_SOURCE DOCUMENT_
========================================

# RIP Ghost



## NarysDad (Apr 29, 2010)

With heavy hearts Cathy and I have lost our Ghost Thursday afternoon. We were very lucky to have had him in our lives although his life being shorten at the young age of 8 yrs old. he would have turned 9 in August. This morning I had spent some time with him in the yard giving him his morning exercise. A few hours later we came back out to let him have his afternoon exercise and found that he had passed away. Right now I think we are just shocked at this present time and know having heavy hearts that we will miss him terribly.


----------



## lzver (Feb 9, 2012)

So sorry for your sudden loss  Ghost was a gorgeous boy.


----------



## jakes mom (Feb 29, 2012)

Grief I'm so sorry. Had he been ill prior or was in that sudden?  How devastating.
________
Sue


----------



## JakodaCD OA (May 14, 2000)

I am so very very sorry


----------



## Loneforce (Feb 12, 2012)

Sorry for your loss  Rip Ghost


----------



## Courtney (Feb 12, 2010)

I am so sorry for both of you

Our time with these powerful & loyal GSD is never long enough.

Ghost is a very handsome boy. RIP sweet boy.


----------



## Shade (Feb 20, 2012)

I'm so sorry for your loss, he was a beautiful boy


----------



## TimberGSD2 (Nov 8, 2011)

So sorry for your loss. I hope your heart heals soon.


----------



## Lilie (Feb 3, 2010)

I am so very, very sorry to hear of the passing of Ghost. I've mentioned it before, that Ghost was one of my very favorite males. He had the eyes of 'an old soul' and beauty not easily matched. Many times I've lurked on your website just so I could see Ghost again. 

RIP Ghost, I hope to meet you someday when it's my turn to pass over the bridge.


----------



## onyx'girl (May 18, 2007)

So sorry for your loss. RIP Ghost. :halogsd:


----------



## Sunflowers (Feb 17, 2012)

Shocking and terrible. So very sorry for the sudden loss of Ghost. Run free, boy, run free.


----------



## GatorDog (Aug 17, 2011)

RIP Handsome Ghost


----------



## pyratemom (Jan 10, 2011)

I'm so very sorry for your loss. I know how badly it feels to lose one so suddenly. They do leave such big paw prints on our hearts. :hug: HUGS


----------



## wolfstraum (May 2, 2003)

:rip: Ghost.....sorry for your loss

Lee


----------



## NarysDad (Apr 29, 2010)

========================================

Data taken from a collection
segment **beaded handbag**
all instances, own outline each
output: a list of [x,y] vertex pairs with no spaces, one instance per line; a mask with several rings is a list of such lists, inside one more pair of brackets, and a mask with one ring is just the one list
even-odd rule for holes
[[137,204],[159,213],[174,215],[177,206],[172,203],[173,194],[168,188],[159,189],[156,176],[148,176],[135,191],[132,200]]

========================================

_THINGS TO DO_
• A. Tally the lines of the entries that contain the string "pair", treating uppercase and lowercase as different, and give only the number.
• B. Please go on with the forum thread mourning Ghost from the point where it stops.

_RESULTS OF THE TASKS_
• A. 1

• B.
First I want to thank you all for your warm thoughts as to or beloved Ghost. Cathy and I are just so shocked with his passing that it really hasn't sunken in yet. To answer any of your questions, Ghost would have been 9 years old in August and to your questions as to what happened to him, We are just not sure. He was fine this morning when we let him out of his run for his morning exercise. He was perfectly fine. We are just so ar awe over his passing. He will forever be in our hearts and will be missed terribly.


----------



## Debbieg (Jun 7, 2009)

Especially hard when we lose them so suddenly and unexpectedly. I am very sorry for your loss. :halogsd:


----------



## shepherdmom (Dec 24, 2011)

So sorry for your loss.


----------



## NancyJ (Jun 15, 2003)

I am terribly sorry for your loss.


----------



## Lakl (Jul 23, 2011)

:teary: So sorry for your loss, Chuck. Ghost was beautiful.


----------



## cindy_s (Jun 14, 2009)

I'm so sorry for your loss. He was a beautiful boy.


----------



## sitstay (Jan 20, 2003)

I am sorry for your loss. I am still very shocked at the sudden death of my Jackson, who was also 8 years old.
Sheilah


----------



## GSDGunner (Feb 22, 2011)

That is truly heartbreaking. My sincerest condolences. You now have a special guardian angel to watch over you and your family.:halogsd:
RIP Ghost!


----------



## KZoppa (Aug 14, 2010)

so sorry Chuck.


----------



## Daisy&Lucky's Mom (Apr 24, 2011)

RIP Ghost. My sincere condolences on your loss. My thoughts and prayers are w/ you and your wife.


----------



## mssandslinger (Sep 21, 2010)

so sorry for the loss of your beauty


----------



## 1sttimeforgsd (Jul 29, 2010)

Oh how terrible for you, so sudden and unexpected. Ghost was one gorgeous boy, I am so sorry for your loss. :rip: precious boy, and run free.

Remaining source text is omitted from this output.